- **Directions for this task**:
Please locate every line in the rows below that contains the word "stage" and copy each one.

- **Dataset**:
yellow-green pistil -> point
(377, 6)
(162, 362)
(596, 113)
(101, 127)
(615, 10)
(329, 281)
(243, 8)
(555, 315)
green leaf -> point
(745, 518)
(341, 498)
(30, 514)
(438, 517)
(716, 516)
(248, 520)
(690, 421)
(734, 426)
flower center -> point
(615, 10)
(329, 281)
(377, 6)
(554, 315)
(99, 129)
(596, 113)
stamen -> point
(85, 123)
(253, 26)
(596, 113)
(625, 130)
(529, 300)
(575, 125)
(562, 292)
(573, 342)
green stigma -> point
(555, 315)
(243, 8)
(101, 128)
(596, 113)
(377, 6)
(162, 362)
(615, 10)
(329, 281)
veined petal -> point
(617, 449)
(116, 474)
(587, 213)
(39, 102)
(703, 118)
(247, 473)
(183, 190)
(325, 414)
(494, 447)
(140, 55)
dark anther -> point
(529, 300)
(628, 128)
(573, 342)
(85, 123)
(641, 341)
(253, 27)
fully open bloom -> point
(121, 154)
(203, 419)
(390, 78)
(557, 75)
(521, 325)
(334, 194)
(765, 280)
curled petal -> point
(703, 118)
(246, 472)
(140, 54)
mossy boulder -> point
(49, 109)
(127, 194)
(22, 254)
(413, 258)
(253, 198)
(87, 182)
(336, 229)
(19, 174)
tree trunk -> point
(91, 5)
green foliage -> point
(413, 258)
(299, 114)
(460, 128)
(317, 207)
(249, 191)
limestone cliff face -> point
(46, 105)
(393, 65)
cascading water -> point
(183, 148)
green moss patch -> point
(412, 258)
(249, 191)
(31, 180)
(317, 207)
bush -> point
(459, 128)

...

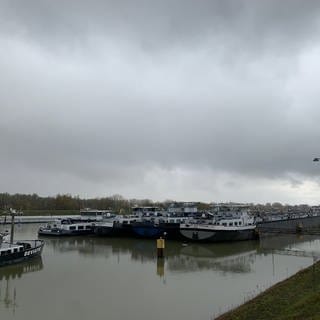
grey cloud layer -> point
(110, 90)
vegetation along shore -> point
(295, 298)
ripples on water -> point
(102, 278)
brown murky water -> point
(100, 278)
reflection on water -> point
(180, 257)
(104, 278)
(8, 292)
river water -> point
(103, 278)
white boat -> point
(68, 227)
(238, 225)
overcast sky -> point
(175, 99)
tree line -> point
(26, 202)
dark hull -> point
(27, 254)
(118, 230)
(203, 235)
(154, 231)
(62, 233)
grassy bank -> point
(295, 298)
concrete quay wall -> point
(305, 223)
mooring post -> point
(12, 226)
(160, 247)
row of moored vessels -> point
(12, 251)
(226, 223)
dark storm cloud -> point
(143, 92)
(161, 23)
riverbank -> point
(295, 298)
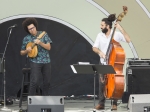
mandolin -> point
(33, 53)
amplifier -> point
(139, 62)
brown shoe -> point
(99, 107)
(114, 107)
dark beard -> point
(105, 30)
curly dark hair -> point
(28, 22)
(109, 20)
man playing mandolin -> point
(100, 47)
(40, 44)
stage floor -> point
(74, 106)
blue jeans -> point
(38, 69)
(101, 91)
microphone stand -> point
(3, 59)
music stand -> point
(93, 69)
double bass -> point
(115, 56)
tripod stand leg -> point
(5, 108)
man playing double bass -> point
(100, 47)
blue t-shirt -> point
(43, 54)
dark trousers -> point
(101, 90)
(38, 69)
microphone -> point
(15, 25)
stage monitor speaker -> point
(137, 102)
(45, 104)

- **Expected output**:
stage floor -> point
stage monitor speaker -> point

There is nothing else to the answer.